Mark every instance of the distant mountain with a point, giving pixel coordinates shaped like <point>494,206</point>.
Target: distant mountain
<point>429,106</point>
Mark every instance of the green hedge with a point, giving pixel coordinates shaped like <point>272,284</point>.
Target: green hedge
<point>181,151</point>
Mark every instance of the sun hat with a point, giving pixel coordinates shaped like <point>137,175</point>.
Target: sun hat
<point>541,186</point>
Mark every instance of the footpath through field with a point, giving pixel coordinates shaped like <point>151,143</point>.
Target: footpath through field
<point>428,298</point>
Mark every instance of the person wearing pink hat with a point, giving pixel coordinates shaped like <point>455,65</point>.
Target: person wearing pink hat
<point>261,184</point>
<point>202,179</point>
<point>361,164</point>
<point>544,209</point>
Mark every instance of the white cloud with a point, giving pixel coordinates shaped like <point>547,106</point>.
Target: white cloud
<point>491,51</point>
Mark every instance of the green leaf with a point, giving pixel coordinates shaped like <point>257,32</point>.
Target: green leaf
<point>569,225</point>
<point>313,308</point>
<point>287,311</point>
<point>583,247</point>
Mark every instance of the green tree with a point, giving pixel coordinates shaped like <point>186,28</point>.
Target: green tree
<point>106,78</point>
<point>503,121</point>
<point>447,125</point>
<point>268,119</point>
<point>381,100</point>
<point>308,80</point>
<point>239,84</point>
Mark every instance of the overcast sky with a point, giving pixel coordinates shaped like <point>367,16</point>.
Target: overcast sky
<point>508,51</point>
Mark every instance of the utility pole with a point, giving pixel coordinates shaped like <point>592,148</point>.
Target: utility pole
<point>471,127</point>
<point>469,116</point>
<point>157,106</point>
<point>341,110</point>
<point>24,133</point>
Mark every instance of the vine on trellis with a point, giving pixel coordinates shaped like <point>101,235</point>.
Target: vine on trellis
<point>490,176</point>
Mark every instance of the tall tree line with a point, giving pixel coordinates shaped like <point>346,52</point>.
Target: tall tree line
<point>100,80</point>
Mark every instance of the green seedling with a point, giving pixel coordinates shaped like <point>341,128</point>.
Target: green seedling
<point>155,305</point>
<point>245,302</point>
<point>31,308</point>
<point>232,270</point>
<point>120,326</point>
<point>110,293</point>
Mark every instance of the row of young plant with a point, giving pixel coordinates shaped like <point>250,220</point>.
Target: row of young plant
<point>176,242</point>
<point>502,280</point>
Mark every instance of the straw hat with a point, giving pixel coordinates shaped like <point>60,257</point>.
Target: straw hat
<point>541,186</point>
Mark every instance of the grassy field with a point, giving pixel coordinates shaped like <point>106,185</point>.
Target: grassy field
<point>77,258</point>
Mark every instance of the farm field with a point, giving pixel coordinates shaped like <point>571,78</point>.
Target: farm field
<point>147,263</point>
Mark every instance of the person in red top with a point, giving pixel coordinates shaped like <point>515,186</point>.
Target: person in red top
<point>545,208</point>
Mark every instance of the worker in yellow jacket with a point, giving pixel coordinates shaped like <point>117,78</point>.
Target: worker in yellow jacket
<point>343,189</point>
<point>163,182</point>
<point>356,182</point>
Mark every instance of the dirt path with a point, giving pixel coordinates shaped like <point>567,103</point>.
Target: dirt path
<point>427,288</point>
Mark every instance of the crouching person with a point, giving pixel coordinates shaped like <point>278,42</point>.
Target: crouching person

» TASK STATEMENT: Reproduce the data shown above exactly.

» ANSWER TO THIS TASK:
Mark every instance of the distant mountain with a point, giving pixel coordinates shaped like <point>494,206</point>.
Target: distant mountain
<point>429,106</point>
Mark every instance of the green hedge with a point, giving pixel coordinates shaped like <point>272,284</point>.
Target: green hedge
<point>181,151</point>
Mark every instance of the sun hat with a point, giving pixel coordinates shaped like <point>137,175</point>.
Target: sun hat
<point>541,186</point>
Mark every instance of the footpath through field with a point, giving pixel coordinates shaped like <point>151,143</point>.
Target: footpath through field
<point>428,298</point>
Mark every instance of the person wearing pink hat with a point, giving pixel coordinates shaped like <point>455,65</point>.
Target: person wearing pink hat
<point>261,184</point>
<point>202,179</point>
<point>361,164</point>
<point>544,209</point>
Mark every instance of the white cloud with a point, giving pixel coordinates shaped like <point>547,106</point>.
Target: white cloud
<point>491,51</point>
Mark every instance of the green leaf with a point, giving pixel coordinates shaped like <point>257,32</point>.
Target: green leaf
<point>569,225</point>
<point>313,308</point>
<point>287,311</point>
<point>583,247</point>
Mark every instance of the green tree with a point, giving pixel coordinates shaped like <point>186,28</point>.
Target: green tree
<point>106,78</point>
<point>503,121</point>
<point>447,125</point>
<point>268,119</point>
<point>381,100</point>
<point>308,80</point>
<point>239,84</point>
Mark every instance of the overcast sky with a point, giving pixel coordinates shaped like <point>367,16</point>.
Target: overcast sky
<point>508,51</point>
Mark every instance of the utility pole with a point, giving pixel coordinates shaped like <point>592,148</point>.
Target: utility pole
<point>471,127</point>
<point>469,116</point>
<point>157,106</point>
<point>341,110</point>
<point>24,133</point>
Mark every instance of the vine on trellis with a point, giving pixel coordinates shaped like <point>101,235</point>.
Target: vine on trellis
<point>490,176</point>
Mark every instance of the tall tree line with a point, giving pixel coordinates shaped like <point>346,52</point>.
Target: tall tree line
<point>100,80</point>
Mark every instance of the green seedling with a point, giving pixel coordinates shaped like <point>341,128</point>.
Target: green seedling
<point>155,305</point>
<point>245,302</point>
<point>31,308</point>
<point>232,270</point>
<point>120,326</point>
<point>110,293</point>
Mark every instance of the row of young plant with a point, giving pixel coordinates shaped like <point>250,220</point>.
Target: row of young plant
<point>176,242</point>
<point>502,280</point>
Mark every instance of the straw hat with a point, giving pixel coordinates shaped like <point>60,257</point>.
Target: straw hat
<point>541,186</point>
Mark every instance of the grassy field with a point, giving pixel coordinates shaped like <point>106,185</point>.
Target: grassy field
<point>77,258</point>
Mark every instance of the farm field with a point, giving pixel coordinates shaped like <point>571,78</point>.
Target: farm field
<point>147,263</point>
Mark every instance of the person in red top with a point, giving pixel coordinates shaped like <point>515,186</point>.
Target: person in red top
<point>545,208</point>
Mark every instance of the worker in yellow jacket with a point, giving pixel coordinates shaped like <point>117,78</point>.
Target: worker in yellow jacket
<point>343,189</point>
<point>163,182</point>
<point>356,182</point>
Mark every instance of the dirt path with a point, giving pixel coordinates shaped like <point>567,103</point>.
Target: dirt path
<point>427,288</point>
Mark every instance of the crouching person with a point, giving pixel coordinates shaped like <point>278,42</point>.
Target: crouching person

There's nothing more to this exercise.